### [Exercise task]
Copy the listing below word for word, including every line. Leave out the pictures.

### [Source records]

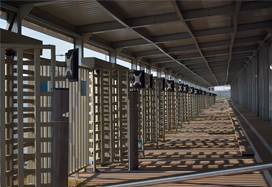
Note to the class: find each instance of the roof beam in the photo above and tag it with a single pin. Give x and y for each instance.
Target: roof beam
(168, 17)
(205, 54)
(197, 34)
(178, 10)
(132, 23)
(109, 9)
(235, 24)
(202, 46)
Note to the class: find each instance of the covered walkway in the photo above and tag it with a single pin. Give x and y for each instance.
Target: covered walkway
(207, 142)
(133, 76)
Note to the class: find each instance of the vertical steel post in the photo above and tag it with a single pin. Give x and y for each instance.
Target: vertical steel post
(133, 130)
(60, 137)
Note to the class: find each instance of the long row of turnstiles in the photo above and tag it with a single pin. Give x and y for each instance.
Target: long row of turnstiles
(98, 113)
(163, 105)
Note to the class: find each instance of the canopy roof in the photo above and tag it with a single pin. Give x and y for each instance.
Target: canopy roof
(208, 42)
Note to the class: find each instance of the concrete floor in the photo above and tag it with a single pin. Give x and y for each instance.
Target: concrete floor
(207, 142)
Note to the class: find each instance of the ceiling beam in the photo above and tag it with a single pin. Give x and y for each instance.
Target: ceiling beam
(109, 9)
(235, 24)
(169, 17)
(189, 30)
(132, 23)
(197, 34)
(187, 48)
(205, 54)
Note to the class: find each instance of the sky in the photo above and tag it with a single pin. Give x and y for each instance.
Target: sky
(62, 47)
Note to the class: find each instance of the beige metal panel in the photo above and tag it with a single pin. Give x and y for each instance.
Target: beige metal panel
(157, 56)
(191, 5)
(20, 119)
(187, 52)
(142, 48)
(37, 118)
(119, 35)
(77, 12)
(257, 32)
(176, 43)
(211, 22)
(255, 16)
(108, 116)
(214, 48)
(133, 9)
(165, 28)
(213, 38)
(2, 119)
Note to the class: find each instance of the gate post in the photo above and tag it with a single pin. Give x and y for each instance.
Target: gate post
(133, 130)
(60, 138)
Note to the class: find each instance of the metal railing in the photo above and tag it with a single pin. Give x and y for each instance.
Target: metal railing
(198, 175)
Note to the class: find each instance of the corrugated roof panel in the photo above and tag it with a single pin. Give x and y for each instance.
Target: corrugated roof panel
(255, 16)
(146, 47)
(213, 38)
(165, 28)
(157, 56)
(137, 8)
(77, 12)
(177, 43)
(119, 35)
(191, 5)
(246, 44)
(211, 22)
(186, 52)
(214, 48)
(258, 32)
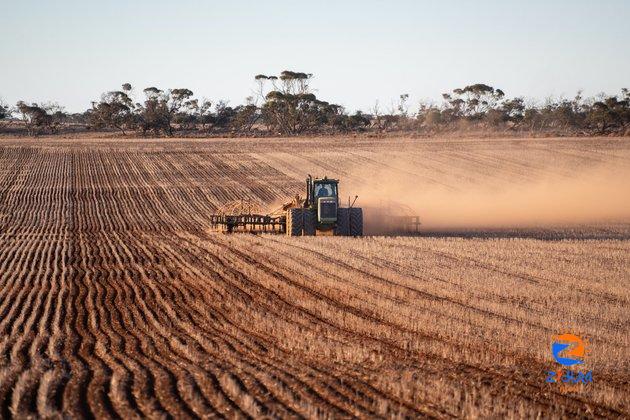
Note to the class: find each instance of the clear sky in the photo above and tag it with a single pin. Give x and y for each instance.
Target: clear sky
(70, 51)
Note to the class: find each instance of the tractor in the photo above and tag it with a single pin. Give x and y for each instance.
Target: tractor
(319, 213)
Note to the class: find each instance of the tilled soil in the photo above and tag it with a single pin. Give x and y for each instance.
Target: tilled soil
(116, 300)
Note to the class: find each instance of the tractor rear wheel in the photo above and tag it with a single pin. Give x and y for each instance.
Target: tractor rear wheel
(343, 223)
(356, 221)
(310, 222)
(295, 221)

### [Final result]
Note to the class: find each instance of the roof beam in the photo above and tag it with a single pin. Give x and y for each instance.
Target: roof beam
(168, 17)
(205, 54)
(197, 34)
(178, 10)
(132, 23)
(109, 9)
(235, 24)
(202, 46)
Note to the class: find each instance of the covered walkway in the photo above and tag it with a single pin. Give x and y for each instance.
Target: covered walkway
(207, 142)
(133, 76)
Note to the class: find each instance of the vertical steel post in the photo above and tag it with a single pin. Give x and y for each instance.
Target: vertical steel post
(133, 130)
(60, 137)
Note to the class: find each instance of the long row of turnstiles in the photo above and tag it with a single pin. Give x and y for each instance.
Target: long row of turnstiles
(98, 113)
(163, 105)
Note to the class: find each instance of the canopy roof in the photo above and tag it with a single pin. Give x and y for each instance.
Target: canopy roof
(208, 42)
Note to the class: find each instance of the concrete floor in the photo above and tag it with a single pin. Give x and y for each instance.
Target: concrete floor
(207, 142)
Note to the class: find each instance of the ceiling beam in the photo above and tag it with a single pin. Give x and y for each instance.
Target: ceiling beam
(109, 9)
(235, 24)
(169, 17)
(189, 30)
(132, 23)
(197, 34)
(187, 48)
(205, 54)
Note to the class: find each instance of the sky in the photo above and tag it with a single pin. Give x and y for each instance.
Target: sky
(62, 47)
Note to the class: find each instance of the beige metal panel in the photo above and tag it with a single pin. Give x and y for each instance.
Target: beige metal panel
(157, 56)
(191, 5)
(20, 119)
(187, 52)
(142, 48)
(37, 118)
(119, 35)
(77, 12)
(257, 32)
(176, 43)
(211, 22)
(255, 16)
(108, 116)
(214, 48)
(133, 9)
(165, 28)
(213, 38)
(2, 119)
Note to the class: find each instance of the gate post in the photo above and tag it with a single pin. Give x and y for each instance.
Target: gate post
(133, 130)
(60, 138)
Note to the class: find each instance of the metal railing in the photo above and tag it with a single pin. Give x and y for each instance.
Target: metal railing
(198, 175)
Note to the class: find each instance of the corrugated roof panel in the photo above and tag it with a single pin. Give x and y for each instance.
Target: corrugated roof panel
(255, 16)
(146, 47)
(213, 38)
(165, 28)
(157, 56)
(137, 8)
(77, 12)
(177, 43)
(119, 35)
(191, 5)
(246, 44)
(211, 22)
(186, 52)
(214, 48)
(258, 32)
Note to the class: find each instance of the clear sky in the photo above and tag it with a single pin. Give x and y for each instance.
Target: clear sky
(70, 51)
Note to the class: find each instance of the tractor in the photo above and tag it with a single pin. Give x and y for each instance.
Target: tractor
(319, 213)
Note to the class: find each instance of the tilled soil in the photo above and tag it with a single pin. Give x and y for each instance.
Target: tilled soil
(116, 300)
Note to the class: find each instance of the tractor rear wheel in the photo above and tag it with a single pin. Give x and y for each instance.
Target: tractor rear wheel
(343, 223)
(356, 221)
(310, 222)
(295, 221)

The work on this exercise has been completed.